* EXERCISE PASSAGE:

The segmented heads of spiders and scorpions arise from the actions of a gene that in other arthropod species is responsible for creating legs.
That’s the somewhat surprising finding made by two scientists, Emily Setton and Prashant Sharma from the University of Wisconsin-Madison, US, during an investigation into the evolutionary origin of spider silk-spinning.
The discovery came about as a by-product of work designed to reveal whether spiders’ main silk-spinning organs, known as spinnerets, are, in effect, legs that have evolved a different function over millions of years.
To test the idea, Setton and Prashant focussed on a pair of genes known as Sp6-9 and Dll. In insects, these genes are known to effectively tell embryos where to sprout legs. It was assumed that they fulfil the same role in spiders and scorpions, so the scientists decided to see whether blocking them affected the development of spinnerets.
In an unexpected development, blocking the two genes instead resulted in head segments disappearing.
Double-checking, Setton and Prashant looked at spider genomes to search for another gene, known as Sp5, which is known to regulate head-segmentation in other insects, including fruit flies.

* GIVEN RECORDS:
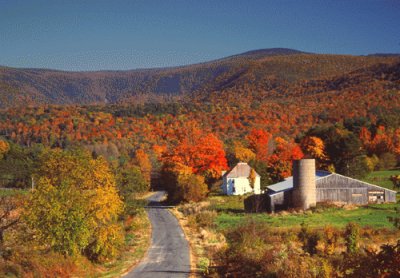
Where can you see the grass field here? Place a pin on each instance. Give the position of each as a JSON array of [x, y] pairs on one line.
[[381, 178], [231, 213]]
* * *
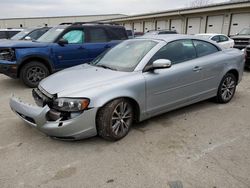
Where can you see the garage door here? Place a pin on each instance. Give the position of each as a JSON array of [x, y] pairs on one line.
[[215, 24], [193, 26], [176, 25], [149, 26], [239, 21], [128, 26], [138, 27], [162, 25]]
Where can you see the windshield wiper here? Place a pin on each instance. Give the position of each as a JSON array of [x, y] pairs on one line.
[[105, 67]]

* EXERCISE INSTRUCTIONS:
#1 In the spider-gene passage, what university are Emily Setton and Prashant Sharma from?
#2 Duplicate the part of the spider-gene passage that opens with the words containing "That’s the somewhat" and closes with "development of spinnerets.".

* TASK RESPONSES:
#1 The University of Wisconsin-Madison, US.

#2
That’s the somewhat surprising finding made by two scientists, Emily Setton and Prashant Sharma from the University of Wisconsin-Madison, US, during an investigation into the evolutionary origin of spider silk-spinning.
The discovery came about as a by-product of work designed to reveal whether spiders’ main silk-spinning organs, known as spinnerets, are, in effect, legs that have evolved a different function over millions of years.
To test the idea, Setton and Prashant focussed on a pair of genes known as Sp6-9 and Dll. In insects, these genes are known to effectively tell embryos where to sprout legs. It was assumed that they fulfil the same role in spiders and scorpions, so the scientists decided to see whether blocking them affected the development of spinnerets.